Brief
Rewrite the data below with every "wooden railing post" replaced by "fence post", keeping everything else the same.

Dataset rows
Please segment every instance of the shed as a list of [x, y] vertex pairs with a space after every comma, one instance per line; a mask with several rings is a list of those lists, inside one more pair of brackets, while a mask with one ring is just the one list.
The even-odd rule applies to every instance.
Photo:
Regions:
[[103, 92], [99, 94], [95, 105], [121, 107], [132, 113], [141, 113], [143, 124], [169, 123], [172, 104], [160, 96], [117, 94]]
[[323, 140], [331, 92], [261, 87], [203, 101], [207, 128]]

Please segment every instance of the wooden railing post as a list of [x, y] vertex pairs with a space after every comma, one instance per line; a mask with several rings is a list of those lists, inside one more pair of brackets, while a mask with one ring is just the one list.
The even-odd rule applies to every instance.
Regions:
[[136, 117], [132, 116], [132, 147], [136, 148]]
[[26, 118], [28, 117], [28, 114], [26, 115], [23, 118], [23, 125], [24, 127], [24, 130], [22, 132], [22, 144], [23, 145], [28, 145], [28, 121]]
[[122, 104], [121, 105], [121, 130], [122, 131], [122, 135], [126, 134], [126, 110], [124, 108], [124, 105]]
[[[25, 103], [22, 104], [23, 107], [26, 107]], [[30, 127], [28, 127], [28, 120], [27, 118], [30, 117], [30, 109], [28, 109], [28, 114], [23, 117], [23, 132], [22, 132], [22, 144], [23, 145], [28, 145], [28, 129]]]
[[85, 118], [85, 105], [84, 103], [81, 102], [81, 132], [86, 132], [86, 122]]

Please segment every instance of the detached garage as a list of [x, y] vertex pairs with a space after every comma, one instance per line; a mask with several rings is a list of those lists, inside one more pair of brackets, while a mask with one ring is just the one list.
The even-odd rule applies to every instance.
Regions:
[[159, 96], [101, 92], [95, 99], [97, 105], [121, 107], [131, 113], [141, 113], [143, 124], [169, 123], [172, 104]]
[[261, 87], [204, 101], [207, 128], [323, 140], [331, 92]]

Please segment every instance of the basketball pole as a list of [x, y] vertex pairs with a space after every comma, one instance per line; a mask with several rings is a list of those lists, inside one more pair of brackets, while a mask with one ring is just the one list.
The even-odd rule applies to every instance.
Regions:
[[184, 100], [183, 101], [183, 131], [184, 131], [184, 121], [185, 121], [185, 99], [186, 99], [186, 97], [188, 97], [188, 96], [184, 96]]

In response
Please segment every instance of the shed as a list of [x, y] vertex pairs with a space after every comma, one instance per line; a mask with several rings is a list of those lists, inside one more pair of brackets, while a mask with one ring is just the one list.
The even-odd rule applies to every instance.
Photo:
Regions:
[[103, 92], [99, 94], [95, 105], [121, 107], [132, 113], [141, 113], [143, 124], [169, 123], [172, 104], [160, 96], [117, 94]]
[[323, 140], [331, 92], [261, 87], [203, 101], [207, 128]]

Please segment every instance of the fence post as a list of [x, y] vertex pairs with a space after every comma, one instance per line; a mask with several rings is a list of those lists, inside one more pair of brackets, while a mask with one ring is just the one list.
The even-odd rule applies to every instance.
Regions:
[[136, 117], [132, 116], [132, 147], [136, 148]]
[[26, 118], [28, 117], [28, 114], [26, 115], [23, 118], [23, 125], [24, 127], [24, 130], [22, 132], [22, 144], [23, 145], [28, 145], [28, 121]]
[[122, 104], [121, 105], [121, 130], [122, 131], [122, 135], [126, 134], [126, 110], [124, 108], [124, 105]]
[[[25, 103], [22, 104], [23, 107], [26, 107]], [[30, 127], [28, 127], [28, 120], [27, 118], [30, 117], [30, 109], [28, 109], [28, 114], [23, 117], [23, 132], [22, 132], [22, 144], [23, 145], [28, 145], [28, 129]]]
[[85, 118], [85, 105], [84, 103], [81, 102], [81, 132], [86, 132], [86, 122]]

Please segment every instance of the detached garage as a list of [x, y] vertex pairs with a space after every comma, one instance per line; a mask with several rings is a list of those lists, inside one more pair of brackets, while a mask with one ring is just the one list.
The even-odd rule applies to every instance.
Regions:
[[159, 96], [101, 92], [95, 99], [97, 105], [121, 107], [131, 113], [141, 113], [143, 124], [169, 123], [172, 104]]
[[261, 87], [204, 101], [207, 128], [323, 140], [331, 92]]

Please segment every instance of the basketball pole as a list of [x, y] vertex pairs with a space after every comma, one instance per line; a mask with several rings is a list of those lists, inside one more pair of brackets, while a mask with one ring is just the one list.
The even-odd rule applies to every instance.
Regions:
[[184, 100], [183, 101], [183, 131], [184, 131], [184, 121], [185, 121], [185, 99], [186, 99], [186, 97], [188, 97], [188, 96], [184, 96]]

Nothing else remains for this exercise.